» **What the task requires**
Convert the records from the line containing "around the small" through the line containing "62,351,92,388", inclusive, into a two-column CSV with the columns request and answer. Use one row per request, place each value in a single quoted field, and replace line breaks with spaces.

» **Coordinate annotation entries**
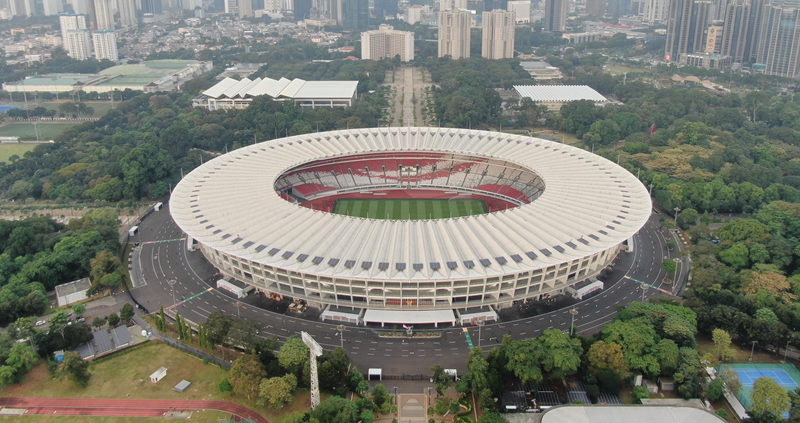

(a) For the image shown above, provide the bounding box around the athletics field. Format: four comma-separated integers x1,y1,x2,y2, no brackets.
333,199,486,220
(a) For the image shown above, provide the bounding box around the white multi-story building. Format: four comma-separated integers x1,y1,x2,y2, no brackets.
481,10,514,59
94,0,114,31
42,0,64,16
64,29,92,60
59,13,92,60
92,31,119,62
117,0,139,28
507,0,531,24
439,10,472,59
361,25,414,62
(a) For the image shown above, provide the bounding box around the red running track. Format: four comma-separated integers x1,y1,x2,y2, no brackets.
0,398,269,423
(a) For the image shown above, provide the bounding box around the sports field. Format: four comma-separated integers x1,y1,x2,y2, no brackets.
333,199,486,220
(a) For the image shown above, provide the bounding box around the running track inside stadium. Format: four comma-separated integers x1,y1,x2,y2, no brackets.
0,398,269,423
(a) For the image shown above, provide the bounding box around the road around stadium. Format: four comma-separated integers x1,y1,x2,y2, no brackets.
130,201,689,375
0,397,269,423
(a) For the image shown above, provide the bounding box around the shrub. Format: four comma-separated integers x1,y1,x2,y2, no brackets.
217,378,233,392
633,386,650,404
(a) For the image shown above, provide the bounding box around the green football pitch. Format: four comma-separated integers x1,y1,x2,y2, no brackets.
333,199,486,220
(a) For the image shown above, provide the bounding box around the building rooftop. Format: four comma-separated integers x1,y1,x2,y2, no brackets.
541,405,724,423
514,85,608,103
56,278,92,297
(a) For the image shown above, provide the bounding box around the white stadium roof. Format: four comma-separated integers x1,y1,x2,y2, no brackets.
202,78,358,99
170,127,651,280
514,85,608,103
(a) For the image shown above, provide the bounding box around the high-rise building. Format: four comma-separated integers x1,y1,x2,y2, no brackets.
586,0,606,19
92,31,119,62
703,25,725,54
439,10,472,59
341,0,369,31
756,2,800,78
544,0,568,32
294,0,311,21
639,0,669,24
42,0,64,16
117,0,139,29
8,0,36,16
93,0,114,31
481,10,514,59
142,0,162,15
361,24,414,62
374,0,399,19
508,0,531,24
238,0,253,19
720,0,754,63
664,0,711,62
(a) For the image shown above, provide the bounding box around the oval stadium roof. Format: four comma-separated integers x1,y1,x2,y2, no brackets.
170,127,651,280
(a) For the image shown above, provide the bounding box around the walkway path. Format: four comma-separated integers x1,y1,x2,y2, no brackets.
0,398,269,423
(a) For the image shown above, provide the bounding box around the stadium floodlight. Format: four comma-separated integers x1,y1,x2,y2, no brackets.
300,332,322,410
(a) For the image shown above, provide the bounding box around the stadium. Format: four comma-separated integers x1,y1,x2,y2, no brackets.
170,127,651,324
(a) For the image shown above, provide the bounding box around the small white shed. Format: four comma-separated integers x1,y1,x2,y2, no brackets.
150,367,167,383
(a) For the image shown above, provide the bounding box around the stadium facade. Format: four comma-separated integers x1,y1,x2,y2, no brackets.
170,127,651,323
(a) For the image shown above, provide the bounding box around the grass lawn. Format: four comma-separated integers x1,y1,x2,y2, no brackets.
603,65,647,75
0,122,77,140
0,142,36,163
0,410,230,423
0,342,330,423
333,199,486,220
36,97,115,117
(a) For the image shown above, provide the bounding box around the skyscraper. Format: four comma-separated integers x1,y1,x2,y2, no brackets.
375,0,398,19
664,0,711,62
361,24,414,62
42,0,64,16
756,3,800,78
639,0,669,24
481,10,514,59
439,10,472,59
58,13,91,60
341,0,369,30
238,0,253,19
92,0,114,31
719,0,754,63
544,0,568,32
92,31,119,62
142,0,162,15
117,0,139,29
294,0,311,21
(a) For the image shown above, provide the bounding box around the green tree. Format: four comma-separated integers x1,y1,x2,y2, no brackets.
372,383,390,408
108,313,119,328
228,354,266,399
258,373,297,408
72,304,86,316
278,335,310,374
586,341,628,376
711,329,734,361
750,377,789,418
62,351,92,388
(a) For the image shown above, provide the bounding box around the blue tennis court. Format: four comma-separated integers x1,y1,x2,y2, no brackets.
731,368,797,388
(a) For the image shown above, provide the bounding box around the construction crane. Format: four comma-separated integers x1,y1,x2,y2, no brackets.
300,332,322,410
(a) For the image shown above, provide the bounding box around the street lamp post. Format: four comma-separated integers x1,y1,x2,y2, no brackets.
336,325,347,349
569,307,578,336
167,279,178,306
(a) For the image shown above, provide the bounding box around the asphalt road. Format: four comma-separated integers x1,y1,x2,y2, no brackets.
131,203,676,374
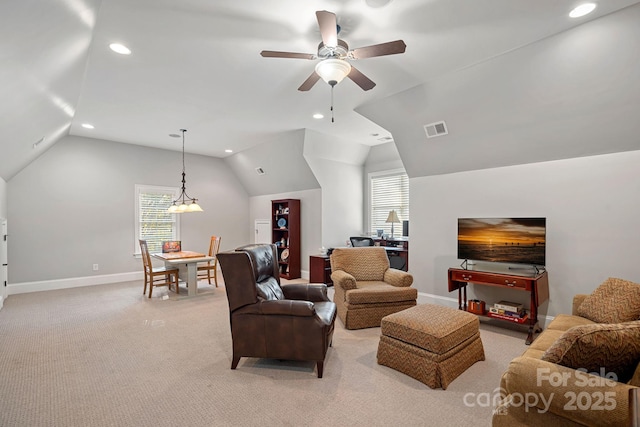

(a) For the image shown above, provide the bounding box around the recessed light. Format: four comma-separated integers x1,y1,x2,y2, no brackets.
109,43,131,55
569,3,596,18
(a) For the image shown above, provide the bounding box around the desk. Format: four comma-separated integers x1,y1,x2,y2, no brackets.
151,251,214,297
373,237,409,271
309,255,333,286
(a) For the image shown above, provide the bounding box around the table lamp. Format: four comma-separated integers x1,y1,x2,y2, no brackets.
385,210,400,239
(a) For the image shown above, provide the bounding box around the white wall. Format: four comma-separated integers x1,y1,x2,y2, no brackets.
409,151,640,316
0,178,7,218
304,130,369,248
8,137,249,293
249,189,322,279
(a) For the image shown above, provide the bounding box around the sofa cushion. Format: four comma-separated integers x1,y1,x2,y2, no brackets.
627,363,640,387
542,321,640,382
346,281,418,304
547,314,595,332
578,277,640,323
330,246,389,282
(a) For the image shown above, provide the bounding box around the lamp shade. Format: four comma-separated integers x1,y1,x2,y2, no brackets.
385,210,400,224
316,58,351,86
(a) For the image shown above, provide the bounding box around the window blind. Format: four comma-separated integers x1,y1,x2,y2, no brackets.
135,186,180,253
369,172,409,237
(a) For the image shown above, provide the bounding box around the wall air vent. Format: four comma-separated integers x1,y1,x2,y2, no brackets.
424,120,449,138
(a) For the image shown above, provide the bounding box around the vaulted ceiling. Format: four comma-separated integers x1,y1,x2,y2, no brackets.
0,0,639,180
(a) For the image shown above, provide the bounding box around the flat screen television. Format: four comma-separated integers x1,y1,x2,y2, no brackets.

==

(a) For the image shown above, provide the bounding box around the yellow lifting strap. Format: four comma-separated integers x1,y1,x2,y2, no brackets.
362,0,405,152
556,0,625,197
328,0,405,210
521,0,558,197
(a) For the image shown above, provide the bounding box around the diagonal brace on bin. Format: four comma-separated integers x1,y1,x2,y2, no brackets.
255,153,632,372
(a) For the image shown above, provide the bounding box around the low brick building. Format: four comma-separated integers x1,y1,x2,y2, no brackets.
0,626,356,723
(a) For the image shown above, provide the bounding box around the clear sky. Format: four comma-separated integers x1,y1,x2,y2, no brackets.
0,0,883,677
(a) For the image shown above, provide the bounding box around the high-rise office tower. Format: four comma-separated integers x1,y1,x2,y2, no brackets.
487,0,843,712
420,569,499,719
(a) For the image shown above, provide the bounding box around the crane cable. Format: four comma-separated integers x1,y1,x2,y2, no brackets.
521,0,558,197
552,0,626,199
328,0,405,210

» **Finished answer**
request,answer
"(a) For the image shown above, provide the bounding box around the small white shed. Format: four comma-separated integers x1,y1,x2,y2, no brackets.","150,367,167,383"
"(a) For the image shown above, provide the bounding box around the stadium facade. Format: four comma-separated integers x1,y1,x2,y2, no brackets.","170,127,651,323"
"(a) For the image shown above, provide the bounding box around the grass lawn. Format: four comma-separated integers x1,y1,x2,y2, no brackets.","603,65,647,75 0,122,77,140 0,142,36,163 0,410,230,423 0,342,330,423 333,199,486,220 36,97,115,117"
"(a) For the image shown above, provide the bounding box around the skyscraper. Format: four comma-separated integers x1,y1,x2,y2, no brackets.","375,0,398,19 664,0,711,62 361,24,414,62 42,0,64,16 756,3,800,78 639,0,669,24 481,10,514,59 439,10,472,59 58,13,91,60 341,0,369,30 238,0,253,19 92,0,114,31 719,0,754,63 544,0,568,32 92,31,119,62 142,0,162,15 117,0,139,29 294,0,311,21"
"(a) For the image shown above, provide the bounding box around the green tree. Format: four comma-separated integers x1,y1,x2,y2, no brackets.","372,383,390,408 108,313,119,328 228,354,266,399 258,373,297,408 72,304,86,316 278,335,310,374 586,341,628,376 711,329,734,361 750,377,789,418 62,351,92,388"